§ **AIM OF THE TASK**
Reproduce the items from the line with "Note. One marker is placed on each instance of the twig" up to and including the line with "Target: upturned mushroom", swapping every "marker" for "dot" and keeping everything else unchanged. Leave the pictures out of your version.

§ **PROVIDED DATA**
━━━━━━
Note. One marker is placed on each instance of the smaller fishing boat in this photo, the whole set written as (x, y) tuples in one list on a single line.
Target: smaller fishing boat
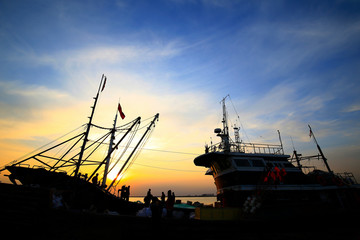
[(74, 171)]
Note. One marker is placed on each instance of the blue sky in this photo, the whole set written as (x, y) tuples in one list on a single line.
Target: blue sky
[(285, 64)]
━━━━━━
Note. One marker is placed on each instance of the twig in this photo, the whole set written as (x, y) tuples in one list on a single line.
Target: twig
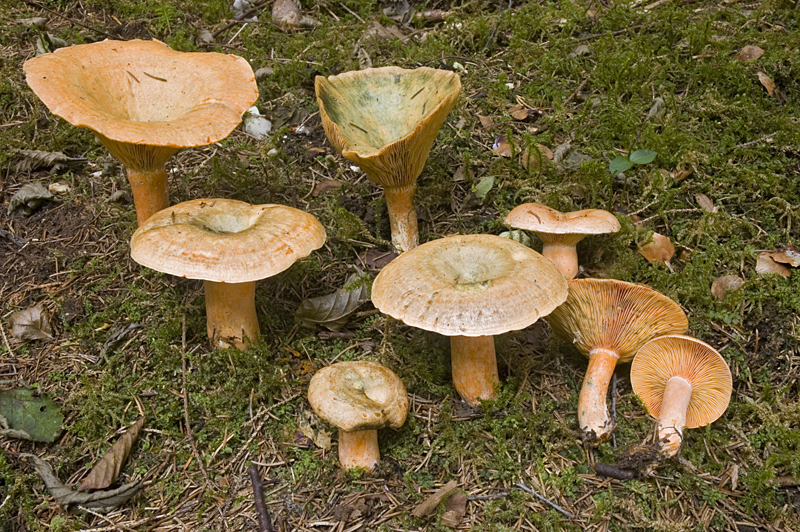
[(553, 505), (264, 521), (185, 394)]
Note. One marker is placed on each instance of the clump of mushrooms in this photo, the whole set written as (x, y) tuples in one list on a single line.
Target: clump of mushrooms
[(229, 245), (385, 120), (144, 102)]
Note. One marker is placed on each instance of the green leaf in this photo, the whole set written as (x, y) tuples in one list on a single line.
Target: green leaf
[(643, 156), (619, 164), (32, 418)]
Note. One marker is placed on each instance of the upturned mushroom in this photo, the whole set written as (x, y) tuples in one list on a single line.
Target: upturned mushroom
━━━━━━
§ **RESULT**
Note. One dot is placed on each instance of the twig in this photo, the whole set written as (x, y) tuples in one list on a single line.
Target: twig
[(553, 505), (264, 521), (185, 394)]
Note. One dot is placed on each instance of the clump of mushrooms in this photo, the whole set written as (x, y) tuples in one list on a single line.
Target: clump of mushrooms
[(229, 245), (385, 120), (144, 102)]
Note. One dot is placed on each instance of the green leaf in this photo, the whole set written as (x, y) tuples in one list on a single line.
Target: green leaf
[(643, 156), (619, 164), (32, 418)]
Note. One dot is placed on each instance of the upturned mushroom in this photo, the whole set written as (x, y) tuples in one list on a single line.
Target: upturned mushroom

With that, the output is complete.